====== ARTICLE ======

# Cooking ribs at 275



## jason1234 (Apr 17, 2016)

I tried cooking some ribs at 275. I had 2 racks. 1 was pork back ribs. The other was St Luise ribs. I cooked them 3 hours with a rub, 1 hour with foil and apple juice. After the foil, the St Luise ribs were done, so I sauced them and left them on an 45 minutes, and took them off. The pork back ribs weren't done, so I sauced them, put a meat thermometer in them, and 2 hours later they got to 209 (which 190 is what I was shooting for) but the pork back ribs turned out perfect. Cooking them at 275 rendered all the extra fat(no more bites of grissle or whatever) and they held together well even though I let them get hotter than 190. I may cook my porkback ribs the same way next time. The St Luise ribs wound up tough. I believe low and slow was better for them.


----------



## SmokinAl (Apr 17, 2016)

Sounds like a great smoke, Jason!

Next time it would be really great if you took some photo's to go with your post.

We all like q-view!

Al


----------



## bauchjw (Apr 17, 2016)

====== DATASET EXTRACT ======

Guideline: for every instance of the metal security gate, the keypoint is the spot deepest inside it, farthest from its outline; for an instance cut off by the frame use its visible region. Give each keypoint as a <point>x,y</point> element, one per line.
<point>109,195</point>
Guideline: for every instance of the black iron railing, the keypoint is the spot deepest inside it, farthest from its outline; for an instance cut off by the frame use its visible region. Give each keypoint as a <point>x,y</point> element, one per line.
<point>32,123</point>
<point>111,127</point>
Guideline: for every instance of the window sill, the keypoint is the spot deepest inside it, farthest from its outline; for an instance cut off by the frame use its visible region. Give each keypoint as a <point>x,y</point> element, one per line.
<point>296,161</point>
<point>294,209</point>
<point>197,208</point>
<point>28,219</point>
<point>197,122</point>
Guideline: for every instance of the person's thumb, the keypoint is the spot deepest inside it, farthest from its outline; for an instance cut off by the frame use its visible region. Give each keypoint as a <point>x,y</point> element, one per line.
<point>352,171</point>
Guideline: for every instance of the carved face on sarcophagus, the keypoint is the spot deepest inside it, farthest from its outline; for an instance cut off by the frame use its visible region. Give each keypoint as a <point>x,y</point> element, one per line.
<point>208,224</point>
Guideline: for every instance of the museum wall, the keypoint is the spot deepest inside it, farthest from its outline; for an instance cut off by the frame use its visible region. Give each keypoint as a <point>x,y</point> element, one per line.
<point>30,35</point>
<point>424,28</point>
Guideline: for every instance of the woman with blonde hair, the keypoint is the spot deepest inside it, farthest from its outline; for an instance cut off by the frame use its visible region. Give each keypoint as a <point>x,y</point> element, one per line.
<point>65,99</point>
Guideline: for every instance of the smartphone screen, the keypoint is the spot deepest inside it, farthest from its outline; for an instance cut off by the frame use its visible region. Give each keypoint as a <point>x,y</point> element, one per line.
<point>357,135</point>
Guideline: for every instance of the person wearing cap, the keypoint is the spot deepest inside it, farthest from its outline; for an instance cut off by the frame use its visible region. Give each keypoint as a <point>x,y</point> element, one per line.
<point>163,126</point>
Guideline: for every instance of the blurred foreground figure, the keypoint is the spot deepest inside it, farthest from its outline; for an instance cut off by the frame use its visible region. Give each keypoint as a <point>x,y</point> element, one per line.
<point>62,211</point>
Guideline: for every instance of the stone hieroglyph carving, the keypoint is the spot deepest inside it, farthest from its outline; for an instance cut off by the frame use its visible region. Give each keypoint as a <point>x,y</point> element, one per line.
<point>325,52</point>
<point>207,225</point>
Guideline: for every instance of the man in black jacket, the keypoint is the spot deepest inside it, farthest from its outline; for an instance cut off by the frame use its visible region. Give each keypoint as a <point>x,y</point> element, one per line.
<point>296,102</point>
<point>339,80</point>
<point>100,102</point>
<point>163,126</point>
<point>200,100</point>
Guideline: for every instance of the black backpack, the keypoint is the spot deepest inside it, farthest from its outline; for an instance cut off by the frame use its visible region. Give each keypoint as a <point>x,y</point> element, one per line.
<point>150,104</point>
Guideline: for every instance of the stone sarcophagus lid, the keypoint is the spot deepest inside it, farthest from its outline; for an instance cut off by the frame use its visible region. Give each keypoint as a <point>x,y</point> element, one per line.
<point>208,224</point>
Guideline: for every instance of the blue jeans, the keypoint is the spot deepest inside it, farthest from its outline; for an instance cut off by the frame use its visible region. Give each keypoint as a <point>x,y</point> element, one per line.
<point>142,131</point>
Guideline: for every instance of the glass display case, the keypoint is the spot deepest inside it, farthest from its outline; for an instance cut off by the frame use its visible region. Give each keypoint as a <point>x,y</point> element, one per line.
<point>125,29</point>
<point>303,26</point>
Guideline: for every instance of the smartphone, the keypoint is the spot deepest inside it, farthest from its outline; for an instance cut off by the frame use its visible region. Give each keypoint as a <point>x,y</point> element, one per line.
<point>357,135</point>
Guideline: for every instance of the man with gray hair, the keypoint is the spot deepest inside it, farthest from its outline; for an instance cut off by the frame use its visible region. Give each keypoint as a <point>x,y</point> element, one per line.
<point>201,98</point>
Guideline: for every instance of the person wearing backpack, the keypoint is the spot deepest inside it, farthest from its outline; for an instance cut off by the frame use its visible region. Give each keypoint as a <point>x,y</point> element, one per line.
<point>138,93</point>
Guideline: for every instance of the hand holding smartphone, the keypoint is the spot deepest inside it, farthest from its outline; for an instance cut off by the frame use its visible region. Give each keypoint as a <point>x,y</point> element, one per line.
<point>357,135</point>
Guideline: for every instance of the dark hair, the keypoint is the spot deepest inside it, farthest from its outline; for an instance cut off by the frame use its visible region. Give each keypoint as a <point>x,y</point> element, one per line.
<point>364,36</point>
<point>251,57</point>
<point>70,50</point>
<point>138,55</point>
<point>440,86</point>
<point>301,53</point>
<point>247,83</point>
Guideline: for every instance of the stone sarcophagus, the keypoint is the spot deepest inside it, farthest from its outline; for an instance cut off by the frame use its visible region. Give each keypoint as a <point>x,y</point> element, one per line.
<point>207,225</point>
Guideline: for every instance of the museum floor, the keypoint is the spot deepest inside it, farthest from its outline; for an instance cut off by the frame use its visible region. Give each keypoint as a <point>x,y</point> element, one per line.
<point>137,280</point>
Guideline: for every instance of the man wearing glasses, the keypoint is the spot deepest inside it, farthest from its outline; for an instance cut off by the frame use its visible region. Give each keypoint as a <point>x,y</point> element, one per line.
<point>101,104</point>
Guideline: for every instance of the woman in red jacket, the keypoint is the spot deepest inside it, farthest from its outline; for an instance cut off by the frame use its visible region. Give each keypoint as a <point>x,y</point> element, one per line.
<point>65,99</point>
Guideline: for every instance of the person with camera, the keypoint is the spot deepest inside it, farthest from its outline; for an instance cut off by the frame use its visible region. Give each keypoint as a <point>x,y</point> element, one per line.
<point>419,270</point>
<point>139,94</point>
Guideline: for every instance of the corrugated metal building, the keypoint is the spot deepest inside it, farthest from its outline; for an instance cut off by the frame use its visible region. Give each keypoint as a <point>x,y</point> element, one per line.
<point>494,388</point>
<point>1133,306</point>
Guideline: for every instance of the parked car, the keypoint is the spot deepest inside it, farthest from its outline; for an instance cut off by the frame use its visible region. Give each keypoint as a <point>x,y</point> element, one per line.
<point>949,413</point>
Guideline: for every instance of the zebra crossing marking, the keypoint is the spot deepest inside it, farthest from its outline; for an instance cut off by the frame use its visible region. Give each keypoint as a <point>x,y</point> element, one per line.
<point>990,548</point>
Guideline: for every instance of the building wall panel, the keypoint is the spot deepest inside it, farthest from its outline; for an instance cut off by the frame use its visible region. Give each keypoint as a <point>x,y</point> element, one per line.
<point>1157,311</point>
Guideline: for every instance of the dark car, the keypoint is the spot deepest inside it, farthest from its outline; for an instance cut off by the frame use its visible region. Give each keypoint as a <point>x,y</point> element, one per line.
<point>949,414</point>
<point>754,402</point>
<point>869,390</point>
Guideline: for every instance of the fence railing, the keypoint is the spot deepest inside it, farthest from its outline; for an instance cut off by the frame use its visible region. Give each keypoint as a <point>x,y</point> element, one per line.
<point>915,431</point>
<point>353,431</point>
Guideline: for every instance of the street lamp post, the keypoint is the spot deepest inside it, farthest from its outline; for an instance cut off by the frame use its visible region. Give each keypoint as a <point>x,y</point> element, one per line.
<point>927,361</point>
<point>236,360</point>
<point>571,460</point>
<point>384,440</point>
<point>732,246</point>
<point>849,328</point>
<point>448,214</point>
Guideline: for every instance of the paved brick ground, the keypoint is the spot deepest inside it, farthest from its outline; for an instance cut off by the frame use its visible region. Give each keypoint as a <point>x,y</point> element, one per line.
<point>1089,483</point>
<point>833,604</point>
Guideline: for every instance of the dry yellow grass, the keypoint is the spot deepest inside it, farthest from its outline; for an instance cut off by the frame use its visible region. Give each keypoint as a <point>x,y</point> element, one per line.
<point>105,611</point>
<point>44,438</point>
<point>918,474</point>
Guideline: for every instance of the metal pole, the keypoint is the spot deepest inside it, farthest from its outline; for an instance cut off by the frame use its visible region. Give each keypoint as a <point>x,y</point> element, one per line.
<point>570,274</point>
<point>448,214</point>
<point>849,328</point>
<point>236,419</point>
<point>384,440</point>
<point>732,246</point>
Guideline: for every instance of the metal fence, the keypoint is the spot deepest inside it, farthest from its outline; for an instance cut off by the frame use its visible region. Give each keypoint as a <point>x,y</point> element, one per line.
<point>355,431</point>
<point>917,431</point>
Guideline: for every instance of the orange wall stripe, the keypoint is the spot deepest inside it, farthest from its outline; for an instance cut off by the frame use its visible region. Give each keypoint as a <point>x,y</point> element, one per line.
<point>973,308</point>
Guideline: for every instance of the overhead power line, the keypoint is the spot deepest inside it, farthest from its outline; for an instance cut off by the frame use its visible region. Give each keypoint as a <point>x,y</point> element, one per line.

======

▶ **SHORT EXERCISE 1**
Please update the ribs thread between "## jason1234 (Apr" and "great smoke, Jason!", inclusive, swapping "foil" for "butcher paper".
▶ **SHORT EXERCISE 2**
Write what comes next in the ribs thread after its final line.
The items aren't needed here.

▶ **TASK RESPONSE 1**
## jason1234 (Apr 17, 2016)

I tried cooking some ribs at 275. I had 2 racks. 1 was pork back ribs. The other was St Luise ribs. I cooked them 3 hours with a rub, 1 hour with butcher paper and apple juice. After the butcher paper, the St Luise ribs were done, so I sauced them and left them on an 45 minutes, and took them off. The pork back ribs weren't done, so I sauced them, put a meat thermometer in them, and 2 hours later they got to 209 (which 190 is what I was shooting for) but the pork back ribs turned out perfect. Cooking them at 275 rendered all the extra fat(no more bites of grissle or whatever) and they held together well even though I let them get hotter than 190. I may cook my porkback ribs the same way next time. The St Luise ribs wound up tough. I believe low and slow was better for them.


----------



## SmokinAl (Apr 17, 2016)

Sounds like a great smoke, Jason!

▶ **TASK RESPONSE 2**
Pictures make me happy!


----------



## jason1234 (Apr 17, 2016)

IMG_20160415_203804747.jpg



__ jason1234
__ Apr 17, 2016






This is the porkback ribs


----------



## jason1234 (Apr 17, 2016)

And I smoked corn! I melted 2 sticks of butter, added a teaspoon of Italian seasoning, a teaspoon of garlc. Every half hour I brushed the butter mixture on the corn, and rotated the corn. My smoker was 275. The butter added enough salt. The kernals shrank, but it had great flavor!













IMG_20160415_205032703.jpg



__ jason1234
__ Apr 17, 2016


----------



## bauchjw (Apr 17, 2016)

Points! Great job! Looks like a summer meal!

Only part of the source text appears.